> [Assignment]
The response should contain all of the data below, reproduced exactly, and no pictures.

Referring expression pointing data
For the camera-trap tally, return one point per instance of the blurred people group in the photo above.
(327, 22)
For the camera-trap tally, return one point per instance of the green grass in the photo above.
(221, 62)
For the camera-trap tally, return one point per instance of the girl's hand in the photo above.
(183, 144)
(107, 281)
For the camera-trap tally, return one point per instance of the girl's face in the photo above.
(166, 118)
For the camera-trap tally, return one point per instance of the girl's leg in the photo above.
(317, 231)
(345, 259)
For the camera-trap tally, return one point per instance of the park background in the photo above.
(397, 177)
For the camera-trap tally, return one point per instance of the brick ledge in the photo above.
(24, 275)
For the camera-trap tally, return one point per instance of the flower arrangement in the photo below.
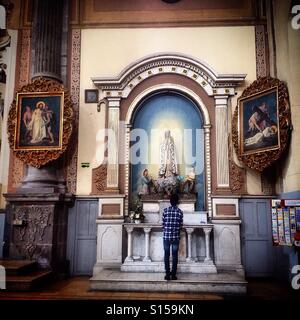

> [Response below]
For the camera-trap tally, return one point per instance of the blurred people group in the photo above.
(327, 22)
For the camera-trap tally, return one point per instance of the green grass in the photo above.
(221, 62)
For the camera-trap tally, return one point per instance of the girl's hand in the photo above.
(183, 144)
(107, 281)
For the camera-trap tally, return one point per instance of the girl's face in the photo above.
(166, 118)
For the camera-trap tally, return one point per instance of the girl's leg in the photo above.
(317, 231)
(345, 259)
For the camera-trap tally, return one point per instance of the park background in the photo above.
(397, 177)
For the camera-trap tally, return one point per instance of the brick ledge in the photo above.
(24, 275)
For the camera-trap tally, return one point per instance of the flower arrangement in the photo below.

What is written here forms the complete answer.